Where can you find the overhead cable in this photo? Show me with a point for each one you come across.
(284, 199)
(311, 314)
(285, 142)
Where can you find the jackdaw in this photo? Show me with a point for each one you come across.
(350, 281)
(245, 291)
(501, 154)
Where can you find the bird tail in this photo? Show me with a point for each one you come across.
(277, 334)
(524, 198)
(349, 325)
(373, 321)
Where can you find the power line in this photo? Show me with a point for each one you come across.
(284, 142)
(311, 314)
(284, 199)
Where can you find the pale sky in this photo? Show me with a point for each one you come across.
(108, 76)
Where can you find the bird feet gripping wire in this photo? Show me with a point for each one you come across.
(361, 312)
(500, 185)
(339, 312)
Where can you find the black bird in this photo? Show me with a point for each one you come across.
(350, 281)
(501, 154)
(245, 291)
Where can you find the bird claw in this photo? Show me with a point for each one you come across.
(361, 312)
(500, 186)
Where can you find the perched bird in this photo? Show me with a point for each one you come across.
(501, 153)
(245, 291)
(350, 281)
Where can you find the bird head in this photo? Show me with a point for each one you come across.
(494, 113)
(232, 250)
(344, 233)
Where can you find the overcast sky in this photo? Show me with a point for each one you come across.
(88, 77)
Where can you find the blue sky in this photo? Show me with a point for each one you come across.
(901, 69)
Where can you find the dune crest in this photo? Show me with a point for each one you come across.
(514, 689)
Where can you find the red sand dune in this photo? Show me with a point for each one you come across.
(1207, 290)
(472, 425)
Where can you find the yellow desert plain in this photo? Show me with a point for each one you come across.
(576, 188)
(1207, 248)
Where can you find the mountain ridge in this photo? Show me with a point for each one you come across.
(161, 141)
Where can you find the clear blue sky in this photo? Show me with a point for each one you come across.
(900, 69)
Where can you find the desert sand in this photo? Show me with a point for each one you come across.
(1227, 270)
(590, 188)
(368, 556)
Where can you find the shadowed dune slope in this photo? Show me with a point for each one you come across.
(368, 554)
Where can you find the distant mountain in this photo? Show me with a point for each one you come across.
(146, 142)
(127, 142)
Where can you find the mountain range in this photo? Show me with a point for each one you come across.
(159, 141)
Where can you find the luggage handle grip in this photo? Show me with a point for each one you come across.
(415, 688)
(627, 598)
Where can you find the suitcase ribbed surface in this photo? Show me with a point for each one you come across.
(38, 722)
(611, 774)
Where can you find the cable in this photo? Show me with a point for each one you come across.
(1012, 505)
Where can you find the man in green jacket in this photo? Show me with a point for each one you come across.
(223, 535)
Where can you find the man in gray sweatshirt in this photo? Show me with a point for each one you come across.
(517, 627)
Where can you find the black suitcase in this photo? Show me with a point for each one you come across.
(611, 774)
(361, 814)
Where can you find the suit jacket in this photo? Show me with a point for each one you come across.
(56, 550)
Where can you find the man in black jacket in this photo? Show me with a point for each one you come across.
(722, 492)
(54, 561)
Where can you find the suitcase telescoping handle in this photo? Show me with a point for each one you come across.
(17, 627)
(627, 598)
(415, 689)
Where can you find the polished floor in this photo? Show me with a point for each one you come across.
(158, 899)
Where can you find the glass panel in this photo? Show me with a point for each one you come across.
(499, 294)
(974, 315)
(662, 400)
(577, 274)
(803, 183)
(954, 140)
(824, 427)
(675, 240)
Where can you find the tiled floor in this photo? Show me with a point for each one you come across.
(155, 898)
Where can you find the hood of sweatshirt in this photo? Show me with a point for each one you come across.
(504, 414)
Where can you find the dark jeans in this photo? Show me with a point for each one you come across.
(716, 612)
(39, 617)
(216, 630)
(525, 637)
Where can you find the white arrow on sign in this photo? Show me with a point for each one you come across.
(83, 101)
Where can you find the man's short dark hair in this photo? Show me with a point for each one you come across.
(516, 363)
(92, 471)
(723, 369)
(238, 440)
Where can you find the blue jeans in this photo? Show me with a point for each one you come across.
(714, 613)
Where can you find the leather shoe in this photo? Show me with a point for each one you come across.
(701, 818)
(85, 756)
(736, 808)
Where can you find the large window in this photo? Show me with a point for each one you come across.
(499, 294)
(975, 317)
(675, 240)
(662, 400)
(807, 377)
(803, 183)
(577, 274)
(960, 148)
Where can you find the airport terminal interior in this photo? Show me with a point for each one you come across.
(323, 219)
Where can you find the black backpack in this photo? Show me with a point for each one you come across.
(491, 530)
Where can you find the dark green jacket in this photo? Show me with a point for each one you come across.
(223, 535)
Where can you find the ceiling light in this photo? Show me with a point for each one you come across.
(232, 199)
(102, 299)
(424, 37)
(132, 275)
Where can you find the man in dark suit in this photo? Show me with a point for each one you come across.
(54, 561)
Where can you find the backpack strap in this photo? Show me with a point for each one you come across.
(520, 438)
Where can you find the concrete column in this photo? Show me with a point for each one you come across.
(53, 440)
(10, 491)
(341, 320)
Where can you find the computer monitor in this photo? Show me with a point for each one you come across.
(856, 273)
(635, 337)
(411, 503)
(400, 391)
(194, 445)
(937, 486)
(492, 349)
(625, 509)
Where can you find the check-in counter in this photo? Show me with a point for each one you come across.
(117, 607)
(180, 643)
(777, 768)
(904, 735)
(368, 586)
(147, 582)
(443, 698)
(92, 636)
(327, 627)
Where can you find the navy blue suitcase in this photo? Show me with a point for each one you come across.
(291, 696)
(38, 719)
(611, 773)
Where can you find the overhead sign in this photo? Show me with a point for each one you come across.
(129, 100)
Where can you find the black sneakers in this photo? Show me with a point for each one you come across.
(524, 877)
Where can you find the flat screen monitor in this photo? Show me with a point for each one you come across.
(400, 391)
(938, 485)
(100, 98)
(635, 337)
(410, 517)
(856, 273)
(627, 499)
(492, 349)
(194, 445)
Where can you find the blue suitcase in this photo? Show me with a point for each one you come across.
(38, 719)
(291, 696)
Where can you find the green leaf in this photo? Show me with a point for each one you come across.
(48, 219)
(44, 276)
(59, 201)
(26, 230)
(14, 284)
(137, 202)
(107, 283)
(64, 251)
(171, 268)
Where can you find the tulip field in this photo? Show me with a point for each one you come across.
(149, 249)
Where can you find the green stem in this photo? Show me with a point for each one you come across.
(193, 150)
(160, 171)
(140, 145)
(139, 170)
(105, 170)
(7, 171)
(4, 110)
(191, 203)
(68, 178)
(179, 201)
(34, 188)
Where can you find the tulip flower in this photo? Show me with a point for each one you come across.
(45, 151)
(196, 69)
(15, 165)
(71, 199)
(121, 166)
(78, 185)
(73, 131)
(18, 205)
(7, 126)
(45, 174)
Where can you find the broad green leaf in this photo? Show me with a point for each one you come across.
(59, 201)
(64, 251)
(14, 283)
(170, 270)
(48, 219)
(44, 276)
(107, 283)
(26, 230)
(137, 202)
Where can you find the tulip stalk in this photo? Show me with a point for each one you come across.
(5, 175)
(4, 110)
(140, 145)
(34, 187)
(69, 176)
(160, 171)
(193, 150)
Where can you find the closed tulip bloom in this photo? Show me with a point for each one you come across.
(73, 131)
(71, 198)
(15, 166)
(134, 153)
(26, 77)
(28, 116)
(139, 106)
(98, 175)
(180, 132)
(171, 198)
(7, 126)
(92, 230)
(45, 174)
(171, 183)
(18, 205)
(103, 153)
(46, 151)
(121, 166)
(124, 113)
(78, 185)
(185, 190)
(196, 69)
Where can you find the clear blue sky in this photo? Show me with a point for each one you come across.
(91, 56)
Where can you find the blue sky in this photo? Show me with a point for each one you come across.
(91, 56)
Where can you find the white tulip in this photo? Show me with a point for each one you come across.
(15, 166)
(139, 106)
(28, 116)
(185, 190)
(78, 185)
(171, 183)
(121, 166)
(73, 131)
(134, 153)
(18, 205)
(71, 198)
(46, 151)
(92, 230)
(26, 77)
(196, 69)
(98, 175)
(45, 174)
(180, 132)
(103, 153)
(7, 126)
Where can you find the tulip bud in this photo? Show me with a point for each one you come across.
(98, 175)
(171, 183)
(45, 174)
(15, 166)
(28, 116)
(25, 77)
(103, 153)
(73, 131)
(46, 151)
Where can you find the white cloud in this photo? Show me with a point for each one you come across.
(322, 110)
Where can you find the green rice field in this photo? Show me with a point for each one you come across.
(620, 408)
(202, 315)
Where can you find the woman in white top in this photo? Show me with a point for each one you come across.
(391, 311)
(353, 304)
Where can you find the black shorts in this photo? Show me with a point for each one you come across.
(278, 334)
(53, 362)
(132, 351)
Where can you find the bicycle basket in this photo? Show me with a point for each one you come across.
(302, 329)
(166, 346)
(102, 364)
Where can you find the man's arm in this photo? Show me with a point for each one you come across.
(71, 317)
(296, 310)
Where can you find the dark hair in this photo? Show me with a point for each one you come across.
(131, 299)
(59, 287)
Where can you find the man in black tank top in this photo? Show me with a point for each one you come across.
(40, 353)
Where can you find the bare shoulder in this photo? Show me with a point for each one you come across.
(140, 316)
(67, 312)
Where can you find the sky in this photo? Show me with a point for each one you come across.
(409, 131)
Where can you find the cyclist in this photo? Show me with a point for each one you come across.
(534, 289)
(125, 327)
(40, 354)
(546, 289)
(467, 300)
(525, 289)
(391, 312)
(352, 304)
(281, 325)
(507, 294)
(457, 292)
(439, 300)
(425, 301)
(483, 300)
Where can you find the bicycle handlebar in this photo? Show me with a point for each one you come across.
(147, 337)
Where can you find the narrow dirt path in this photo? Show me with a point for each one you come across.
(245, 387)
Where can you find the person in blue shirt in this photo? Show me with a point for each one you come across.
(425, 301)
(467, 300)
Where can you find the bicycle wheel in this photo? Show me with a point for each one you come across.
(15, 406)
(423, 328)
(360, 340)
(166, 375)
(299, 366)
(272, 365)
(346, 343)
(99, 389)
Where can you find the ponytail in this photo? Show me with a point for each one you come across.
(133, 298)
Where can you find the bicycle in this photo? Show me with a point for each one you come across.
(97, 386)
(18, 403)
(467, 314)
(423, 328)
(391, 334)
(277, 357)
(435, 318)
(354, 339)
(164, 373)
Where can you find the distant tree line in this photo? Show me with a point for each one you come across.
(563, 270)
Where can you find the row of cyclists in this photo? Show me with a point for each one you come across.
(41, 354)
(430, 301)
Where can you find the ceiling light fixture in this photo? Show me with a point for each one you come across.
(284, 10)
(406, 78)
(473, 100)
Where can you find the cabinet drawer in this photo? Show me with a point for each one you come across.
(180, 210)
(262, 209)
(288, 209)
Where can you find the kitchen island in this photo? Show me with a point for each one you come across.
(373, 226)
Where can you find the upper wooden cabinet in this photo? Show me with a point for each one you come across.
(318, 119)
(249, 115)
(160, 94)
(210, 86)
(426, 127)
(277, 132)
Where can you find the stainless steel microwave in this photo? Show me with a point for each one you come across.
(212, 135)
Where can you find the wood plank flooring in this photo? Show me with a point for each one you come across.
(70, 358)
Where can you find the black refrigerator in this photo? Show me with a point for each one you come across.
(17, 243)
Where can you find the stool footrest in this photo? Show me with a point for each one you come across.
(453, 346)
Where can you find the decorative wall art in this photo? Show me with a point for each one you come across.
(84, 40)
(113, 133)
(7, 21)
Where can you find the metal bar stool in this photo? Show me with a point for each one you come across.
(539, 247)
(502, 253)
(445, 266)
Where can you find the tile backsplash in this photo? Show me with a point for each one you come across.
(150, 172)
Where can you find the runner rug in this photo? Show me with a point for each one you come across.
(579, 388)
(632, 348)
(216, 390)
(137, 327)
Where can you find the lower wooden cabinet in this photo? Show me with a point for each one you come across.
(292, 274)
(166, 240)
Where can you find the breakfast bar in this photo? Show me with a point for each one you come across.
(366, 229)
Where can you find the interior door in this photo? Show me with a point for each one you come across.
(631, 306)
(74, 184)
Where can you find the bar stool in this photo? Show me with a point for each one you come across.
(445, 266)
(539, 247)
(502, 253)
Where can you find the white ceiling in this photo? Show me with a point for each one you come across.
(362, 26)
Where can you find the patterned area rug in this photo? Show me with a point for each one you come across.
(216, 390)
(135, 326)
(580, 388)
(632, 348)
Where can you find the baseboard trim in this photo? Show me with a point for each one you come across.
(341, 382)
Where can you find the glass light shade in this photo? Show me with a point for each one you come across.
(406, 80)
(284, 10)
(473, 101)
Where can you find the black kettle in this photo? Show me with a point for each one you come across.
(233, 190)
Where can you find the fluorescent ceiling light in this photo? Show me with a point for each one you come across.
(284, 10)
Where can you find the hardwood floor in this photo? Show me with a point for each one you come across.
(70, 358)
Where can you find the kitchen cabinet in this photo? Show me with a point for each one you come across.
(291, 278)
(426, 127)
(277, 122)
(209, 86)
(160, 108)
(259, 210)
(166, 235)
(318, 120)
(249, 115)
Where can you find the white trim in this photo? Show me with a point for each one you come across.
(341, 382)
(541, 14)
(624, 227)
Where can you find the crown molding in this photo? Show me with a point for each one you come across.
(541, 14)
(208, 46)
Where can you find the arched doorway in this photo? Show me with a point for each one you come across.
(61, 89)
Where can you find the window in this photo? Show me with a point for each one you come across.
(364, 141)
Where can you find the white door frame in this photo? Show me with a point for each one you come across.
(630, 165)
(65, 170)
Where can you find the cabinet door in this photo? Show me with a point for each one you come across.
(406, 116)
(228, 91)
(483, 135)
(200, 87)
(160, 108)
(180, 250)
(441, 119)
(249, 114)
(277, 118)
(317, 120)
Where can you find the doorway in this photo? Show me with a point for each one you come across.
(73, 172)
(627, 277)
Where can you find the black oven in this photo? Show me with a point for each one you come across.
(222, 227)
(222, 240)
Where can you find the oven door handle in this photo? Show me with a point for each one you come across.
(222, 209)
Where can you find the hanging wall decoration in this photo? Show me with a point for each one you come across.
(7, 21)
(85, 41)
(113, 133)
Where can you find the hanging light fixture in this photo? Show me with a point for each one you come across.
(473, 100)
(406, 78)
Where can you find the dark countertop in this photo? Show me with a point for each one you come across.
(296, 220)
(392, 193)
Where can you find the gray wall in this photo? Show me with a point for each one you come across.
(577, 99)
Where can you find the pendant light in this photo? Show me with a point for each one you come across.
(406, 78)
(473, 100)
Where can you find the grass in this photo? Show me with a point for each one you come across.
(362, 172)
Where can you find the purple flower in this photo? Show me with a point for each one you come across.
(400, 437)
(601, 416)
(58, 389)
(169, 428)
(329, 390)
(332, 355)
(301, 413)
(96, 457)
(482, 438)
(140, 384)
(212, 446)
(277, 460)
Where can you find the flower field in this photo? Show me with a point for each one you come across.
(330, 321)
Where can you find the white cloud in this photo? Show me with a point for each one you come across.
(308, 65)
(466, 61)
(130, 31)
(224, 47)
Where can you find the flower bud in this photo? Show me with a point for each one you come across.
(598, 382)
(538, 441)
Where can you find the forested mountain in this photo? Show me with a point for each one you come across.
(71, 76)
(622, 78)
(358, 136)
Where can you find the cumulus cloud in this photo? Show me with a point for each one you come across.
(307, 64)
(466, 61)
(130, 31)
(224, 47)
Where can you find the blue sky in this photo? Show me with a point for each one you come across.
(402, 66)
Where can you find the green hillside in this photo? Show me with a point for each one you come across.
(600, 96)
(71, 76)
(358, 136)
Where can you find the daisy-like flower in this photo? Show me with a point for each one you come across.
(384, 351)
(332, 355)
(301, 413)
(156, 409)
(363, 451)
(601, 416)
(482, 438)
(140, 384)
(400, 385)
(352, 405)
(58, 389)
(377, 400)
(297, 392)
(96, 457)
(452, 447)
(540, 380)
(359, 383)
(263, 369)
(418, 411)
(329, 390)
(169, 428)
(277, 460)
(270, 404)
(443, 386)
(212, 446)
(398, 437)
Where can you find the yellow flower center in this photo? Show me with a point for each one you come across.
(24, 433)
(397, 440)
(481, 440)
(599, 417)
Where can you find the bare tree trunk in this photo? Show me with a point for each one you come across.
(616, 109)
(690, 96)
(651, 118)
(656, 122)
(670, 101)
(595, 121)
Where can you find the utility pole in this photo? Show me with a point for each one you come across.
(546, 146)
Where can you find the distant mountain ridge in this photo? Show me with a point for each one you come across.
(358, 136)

__________

From the line holding "Where can you find the distant mountain ridge" to the last line of the entries above, restate each line exactly; include both ends and omit everything else.

Where can you find the distant mountain ridge in this photo? Show me with a point for each one you come across.
(358, 136)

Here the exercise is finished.